Data for the task
━━━━━━━━━━━━━━━━━━━━
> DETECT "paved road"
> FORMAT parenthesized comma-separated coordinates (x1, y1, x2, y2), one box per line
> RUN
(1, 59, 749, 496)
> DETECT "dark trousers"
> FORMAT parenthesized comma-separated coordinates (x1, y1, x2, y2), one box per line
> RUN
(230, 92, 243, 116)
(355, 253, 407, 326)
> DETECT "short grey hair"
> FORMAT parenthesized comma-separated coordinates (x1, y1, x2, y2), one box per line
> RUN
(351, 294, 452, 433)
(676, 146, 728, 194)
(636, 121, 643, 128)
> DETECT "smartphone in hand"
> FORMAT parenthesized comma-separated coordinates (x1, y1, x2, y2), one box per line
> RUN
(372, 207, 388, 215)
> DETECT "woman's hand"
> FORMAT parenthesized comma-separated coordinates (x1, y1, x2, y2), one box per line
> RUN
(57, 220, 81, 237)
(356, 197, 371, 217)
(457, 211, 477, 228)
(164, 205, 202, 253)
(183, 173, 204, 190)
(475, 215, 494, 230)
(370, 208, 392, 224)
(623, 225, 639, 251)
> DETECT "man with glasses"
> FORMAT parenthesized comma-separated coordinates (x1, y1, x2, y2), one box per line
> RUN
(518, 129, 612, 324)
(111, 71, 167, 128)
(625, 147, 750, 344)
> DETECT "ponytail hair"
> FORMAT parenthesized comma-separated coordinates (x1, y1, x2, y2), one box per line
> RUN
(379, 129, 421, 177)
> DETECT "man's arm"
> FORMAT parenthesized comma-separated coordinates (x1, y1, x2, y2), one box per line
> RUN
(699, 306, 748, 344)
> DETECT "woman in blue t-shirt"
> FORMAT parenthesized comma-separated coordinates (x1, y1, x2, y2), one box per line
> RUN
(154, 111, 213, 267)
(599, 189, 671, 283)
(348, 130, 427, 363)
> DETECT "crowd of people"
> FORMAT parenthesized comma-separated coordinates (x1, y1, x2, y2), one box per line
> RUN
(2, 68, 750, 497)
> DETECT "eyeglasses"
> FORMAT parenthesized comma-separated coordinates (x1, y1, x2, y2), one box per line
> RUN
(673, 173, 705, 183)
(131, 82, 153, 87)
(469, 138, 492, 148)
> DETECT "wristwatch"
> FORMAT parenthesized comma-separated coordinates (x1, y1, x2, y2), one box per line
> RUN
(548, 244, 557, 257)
━━━━━━━━━━━━━━━━━━━━
Your assignment
Each line that includes the string "hand" should be copied from the data.

Answer to the exercise
> DETECT "smartphone in hand"
> DETECT "woman's hand"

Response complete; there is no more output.